**DIRECTIONS**
Using the line that contains "Target: beige building" as the first line and the last line of the data as the final one, give every line in that range again exactly.

**Image-grounded pointing data**
↓↓↓
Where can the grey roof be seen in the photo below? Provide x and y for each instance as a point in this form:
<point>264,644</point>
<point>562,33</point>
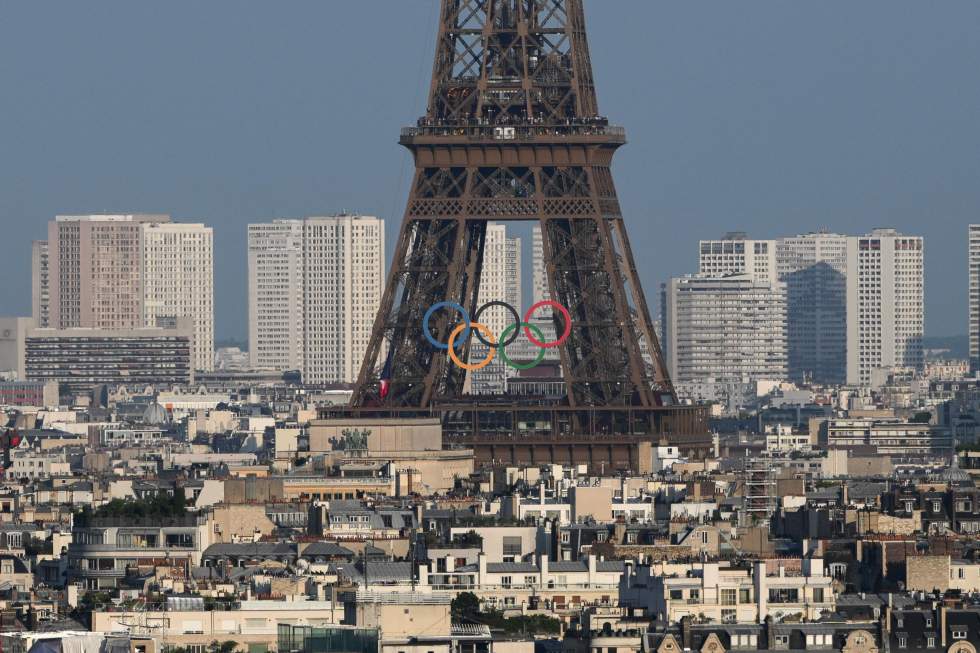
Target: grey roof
<point>251,549</point>
<point>326,549</point>
<point>610,565</point>
<point>504,567</point>
<point>377,572</point>
<point>568,566</point>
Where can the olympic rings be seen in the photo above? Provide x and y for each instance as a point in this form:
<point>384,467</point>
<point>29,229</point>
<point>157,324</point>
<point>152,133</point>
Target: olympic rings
<point>428,315</point>
<point>564,313</point>
<point>484,335</point>
<point>503,350</point>
<point>503,341</point>
<point>452,347</point>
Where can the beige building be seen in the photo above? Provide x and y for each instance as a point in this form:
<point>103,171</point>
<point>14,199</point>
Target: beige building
<point>13,335</point>
<point>178,282</point>
<point>412,446</point>
<point>94,265</point>
<point>40,284</point>
<point>253,623</point>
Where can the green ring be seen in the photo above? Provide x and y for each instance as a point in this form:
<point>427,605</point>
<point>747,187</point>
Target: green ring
<point>503,349</point>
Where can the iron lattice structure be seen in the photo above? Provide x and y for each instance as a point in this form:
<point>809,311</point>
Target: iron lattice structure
<point>513,132</point>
↑↑↑
**RESPONSE**
Target: beige building
<point>13,335</point>
<point>178,282</point>
<point>412,446</point>
<point>94,265</point>
<point>40,284</point>
<point>253,623</point>
Where can the green ring be seen in the photo above? Provide x and y for each instance as a point in this form:
<point>427,605</point>
<point>747,187</point>
Target: green ring
<point>503,349</point>
Where can the iron lattice structure be seen in the photo above? Provide x and y for each instance as a point in this form:
<point>809,311</point>
Target: iron lattice structure
<point>513,132</point>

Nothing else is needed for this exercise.